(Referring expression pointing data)
--------------------------------------------------
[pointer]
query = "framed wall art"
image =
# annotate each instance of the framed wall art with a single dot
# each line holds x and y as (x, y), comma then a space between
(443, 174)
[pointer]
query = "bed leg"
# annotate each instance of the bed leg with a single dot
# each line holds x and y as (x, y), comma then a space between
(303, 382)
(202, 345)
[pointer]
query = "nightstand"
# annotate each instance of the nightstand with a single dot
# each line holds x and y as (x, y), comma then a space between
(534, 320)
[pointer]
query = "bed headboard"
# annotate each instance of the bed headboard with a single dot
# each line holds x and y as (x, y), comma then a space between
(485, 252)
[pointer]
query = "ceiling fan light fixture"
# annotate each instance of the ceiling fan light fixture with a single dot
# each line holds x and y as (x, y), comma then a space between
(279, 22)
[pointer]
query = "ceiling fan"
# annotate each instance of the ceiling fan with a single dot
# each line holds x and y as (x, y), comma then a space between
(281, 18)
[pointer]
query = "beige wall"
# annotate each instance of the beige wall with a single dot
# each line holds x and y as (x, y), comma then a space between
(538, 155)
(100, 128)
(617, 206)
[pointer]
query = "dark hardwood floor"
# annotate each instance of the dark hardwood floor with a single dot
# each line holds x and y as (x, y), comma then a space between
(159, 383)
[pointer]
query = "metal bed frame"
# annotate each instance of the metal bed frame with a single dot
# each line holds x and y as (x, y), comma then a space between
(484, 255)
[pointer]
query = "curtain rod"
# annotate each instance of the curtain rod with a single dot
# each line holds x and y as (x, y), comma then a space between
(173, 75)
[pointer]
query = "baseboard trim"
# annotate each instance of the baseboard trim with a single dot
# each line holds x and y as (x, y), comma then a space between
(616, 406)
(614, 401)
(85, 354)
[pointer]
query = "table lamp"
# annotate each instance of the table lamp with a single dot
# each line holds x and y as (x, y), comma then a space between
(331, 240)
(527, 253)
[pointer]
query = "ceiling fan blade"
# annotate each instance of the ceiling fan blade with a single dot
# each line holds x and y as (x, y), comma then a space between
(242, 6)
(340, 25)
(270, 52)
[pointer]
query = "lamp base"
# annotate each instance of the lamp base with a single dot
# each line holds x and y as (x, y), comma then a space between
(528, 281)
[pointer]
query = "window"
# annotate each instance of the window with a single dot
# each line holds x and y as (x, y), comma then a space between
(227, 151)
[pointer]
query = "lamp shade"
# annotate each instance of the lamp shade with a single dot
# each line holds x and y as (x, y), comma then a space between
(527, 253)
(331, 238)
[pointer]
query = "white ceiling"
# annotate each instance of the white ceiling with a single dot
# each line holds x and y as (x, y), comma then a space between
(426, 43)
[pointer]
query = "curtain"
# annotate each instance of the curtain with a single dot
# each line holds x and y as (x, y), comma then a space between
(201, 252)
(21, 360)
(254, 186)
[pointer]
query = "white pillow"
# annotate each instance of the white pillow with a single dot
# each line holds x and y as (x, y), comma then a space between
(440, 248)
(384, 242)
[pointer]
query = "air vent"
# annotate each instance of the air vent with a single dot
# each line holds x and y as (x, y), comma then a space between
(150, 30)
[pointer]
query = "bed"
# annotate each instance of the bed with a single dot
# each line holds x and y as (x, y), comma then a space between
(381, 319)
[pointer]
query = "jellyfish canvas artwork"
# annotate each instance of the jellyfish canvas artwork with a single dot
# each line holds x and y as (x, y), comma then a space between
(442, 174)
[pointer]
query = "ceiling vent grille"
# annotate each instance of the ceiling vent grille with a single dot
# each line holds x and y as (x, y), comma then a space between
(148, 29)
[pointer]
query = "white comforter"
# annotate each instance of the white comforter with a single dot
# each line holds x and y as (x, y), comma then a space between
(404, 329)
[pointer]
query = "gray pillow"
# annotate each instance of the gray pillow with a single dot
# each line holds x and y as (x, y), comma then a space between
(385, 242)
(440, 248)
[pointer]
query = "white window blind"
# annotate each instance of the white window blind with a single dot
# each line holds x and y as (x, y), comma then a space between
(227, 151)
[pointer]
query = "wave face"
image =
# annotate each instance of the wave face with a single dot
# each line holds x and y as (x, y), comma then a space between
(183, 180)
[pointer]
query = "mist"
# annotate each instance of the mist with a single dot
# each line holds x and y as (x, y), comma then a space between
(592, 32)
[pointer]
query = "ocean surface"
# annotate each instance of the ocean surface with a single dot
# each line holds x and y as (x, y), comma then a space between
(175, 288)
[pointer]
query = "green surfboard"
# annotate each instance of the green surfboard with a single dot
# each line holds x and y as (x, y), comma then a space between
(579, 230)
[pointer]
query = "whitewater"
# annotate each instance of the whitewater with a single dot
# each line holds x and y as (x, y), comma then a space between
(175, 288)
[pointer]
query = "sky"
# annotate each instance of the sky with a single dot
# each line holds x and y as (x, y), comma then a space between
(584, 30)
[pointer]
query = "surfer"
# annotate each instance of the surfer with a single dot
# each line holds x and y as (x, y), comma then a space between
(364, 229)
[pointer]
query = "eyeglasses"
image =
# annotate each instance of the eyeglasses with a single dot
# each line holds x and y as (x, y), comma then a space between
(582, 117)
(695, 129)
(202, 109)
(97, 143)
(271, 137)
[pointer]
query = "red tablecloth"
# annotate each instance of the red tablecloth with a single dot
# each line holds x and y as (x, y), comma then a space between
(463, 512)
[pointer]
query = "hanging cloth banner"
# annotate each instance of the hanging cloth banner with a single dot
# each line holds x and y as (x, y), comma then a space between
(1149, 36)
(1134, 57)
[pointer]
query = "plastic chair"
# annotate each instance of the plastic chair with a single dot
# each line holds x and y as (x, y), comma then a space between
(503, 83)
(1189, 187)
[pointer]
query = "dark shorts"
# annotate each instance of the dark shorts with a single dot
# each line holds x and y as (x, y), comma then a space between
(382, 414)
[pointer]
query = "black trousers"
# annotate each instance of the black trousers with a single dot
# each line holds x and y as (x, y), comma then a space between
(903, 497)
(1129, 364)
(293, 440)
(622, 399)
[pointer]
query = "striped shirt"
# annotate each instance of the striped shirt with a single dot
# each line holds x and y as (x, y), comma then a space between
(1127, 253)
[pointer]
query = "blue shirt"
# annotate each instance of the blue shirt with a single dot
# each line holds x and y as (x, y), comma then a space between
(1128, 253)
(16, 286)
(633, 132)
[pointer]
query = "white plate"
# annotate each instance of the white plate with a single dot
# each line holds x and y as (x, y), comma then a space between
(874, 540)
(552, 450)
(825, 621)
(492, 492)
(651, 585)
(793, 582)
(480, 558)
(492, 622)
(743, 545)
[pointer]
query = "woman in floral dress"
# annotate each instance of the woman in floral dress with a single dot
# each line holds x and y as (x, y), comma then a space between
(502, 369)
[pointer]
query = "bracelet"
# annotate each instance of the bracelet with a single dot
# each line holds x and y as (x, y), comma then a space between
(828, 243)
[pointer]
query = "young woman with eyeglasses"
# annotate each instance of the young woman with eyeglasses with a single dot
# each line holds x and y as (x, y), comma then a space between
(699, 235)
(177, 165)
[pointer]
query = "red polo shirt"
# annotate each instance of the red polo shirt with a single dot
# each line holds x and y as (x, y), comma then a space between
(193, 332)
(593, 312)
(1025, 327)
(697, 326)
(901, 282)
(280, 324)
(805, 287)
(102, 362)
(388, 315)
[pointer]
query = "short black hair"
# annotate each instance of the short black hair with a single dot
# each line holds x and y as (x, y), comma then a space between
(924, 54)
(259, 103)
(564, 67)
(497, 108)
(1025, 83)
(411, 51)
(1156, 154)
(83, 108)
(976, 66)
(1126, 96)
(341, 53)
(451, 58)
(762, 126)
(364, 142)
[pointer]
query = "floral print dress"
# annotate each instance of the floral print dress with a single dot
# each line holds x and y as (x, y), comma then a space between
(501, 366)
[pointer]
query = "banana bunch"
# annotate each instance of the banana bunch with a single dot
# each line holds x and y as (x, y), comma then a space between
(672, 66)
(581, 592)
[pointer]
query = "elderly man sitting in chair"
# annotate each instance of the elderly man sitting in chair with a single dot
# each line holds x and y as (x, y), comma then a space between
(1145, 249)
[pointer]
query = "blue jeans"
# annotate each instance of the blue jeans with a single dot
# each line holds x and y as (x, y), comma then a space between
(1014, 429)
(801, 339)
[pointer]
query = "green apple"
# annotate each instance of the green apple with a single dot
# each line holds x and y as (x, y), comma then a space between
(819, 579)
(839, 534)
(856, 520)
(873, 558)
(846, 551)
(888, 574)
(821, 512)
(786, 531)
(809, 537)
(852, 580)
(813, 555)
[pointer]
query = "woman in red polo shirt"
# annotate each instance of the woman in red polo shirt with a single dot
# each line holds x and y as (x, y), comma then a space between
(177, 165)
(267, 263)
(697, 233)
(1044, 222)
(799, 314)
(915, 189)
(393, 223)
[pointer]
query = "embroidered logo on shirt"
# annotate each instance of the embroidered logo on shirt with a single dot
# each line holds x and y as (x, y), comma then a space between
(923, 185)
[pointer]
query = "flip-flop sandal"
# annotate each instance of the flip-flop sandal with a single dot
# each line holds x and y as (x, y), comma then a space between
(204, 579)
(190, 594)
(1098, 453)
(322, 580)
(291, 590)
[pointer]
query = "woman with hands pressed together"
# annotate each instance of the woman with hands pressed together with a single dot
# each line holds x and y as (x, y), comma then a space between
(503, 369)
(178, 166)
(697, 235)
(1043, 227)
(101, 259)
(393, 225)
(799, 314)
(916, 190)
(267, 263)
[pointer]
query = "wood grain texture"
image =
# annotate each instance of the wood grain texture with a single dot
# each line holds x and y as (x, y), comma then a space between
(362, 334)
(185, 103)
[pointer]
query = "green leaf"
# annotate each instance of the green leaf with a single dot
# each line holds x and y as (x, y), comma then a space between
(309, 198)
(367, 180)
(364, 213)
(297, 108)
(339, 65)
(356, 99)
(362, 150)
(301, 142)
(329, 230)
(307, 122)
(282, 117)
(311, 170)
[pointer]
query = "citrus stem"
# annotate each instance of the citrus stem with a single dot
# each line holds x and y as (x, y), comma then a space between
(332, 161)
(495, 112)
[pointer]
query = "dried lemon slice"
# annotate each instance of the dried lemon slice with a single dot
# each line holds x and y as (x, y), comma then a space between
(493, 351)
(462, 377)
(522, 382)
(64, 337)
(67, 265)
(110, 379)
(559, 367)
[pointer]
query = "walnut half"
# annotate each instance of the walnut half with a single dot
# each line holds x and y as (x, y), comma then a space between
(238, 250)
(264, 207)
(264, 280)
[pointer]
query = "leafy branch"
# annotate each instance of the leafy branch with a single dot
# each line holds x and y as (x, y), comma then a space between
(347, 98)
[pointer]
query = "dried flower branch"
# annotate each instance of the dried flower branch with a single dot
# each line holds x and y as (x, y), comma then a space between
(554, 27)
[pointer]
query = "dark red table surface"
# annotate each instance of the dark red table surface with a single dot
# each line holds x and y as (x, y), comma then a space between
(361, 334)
--------------------------------------------------
_EXERCISE_
All lines of the records above that contain the word "trim" are to be copied out.

_SOLUTION_
query = "baseboard trim"
# annotate each instance of the baseboard trim with a single dot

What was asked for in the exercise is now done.